Exercise requirements
Give the number of lines in these entries that contain "query", and nothing more.

##### Data for this exercise #####

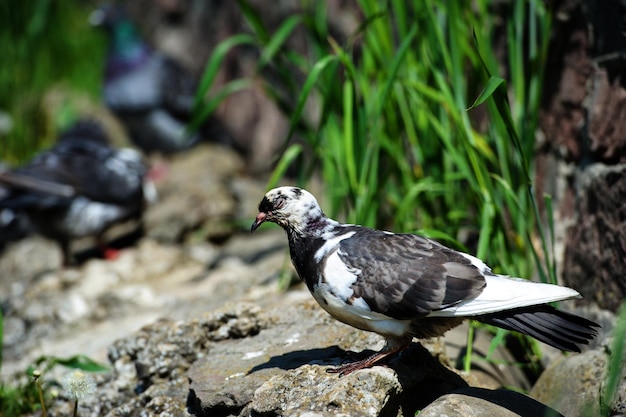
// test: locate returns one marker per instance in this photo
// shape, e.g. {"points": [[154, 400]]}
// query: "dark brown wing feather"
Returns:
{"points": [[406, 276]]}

#####
##### Data for this exercise #####

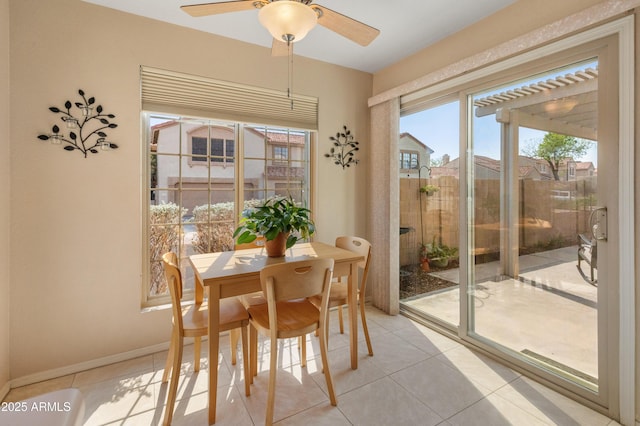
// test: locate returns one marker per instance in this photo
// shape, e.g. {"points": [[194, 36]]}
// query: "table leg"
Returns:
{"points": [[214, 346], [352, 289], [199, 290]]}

#####

Solution
2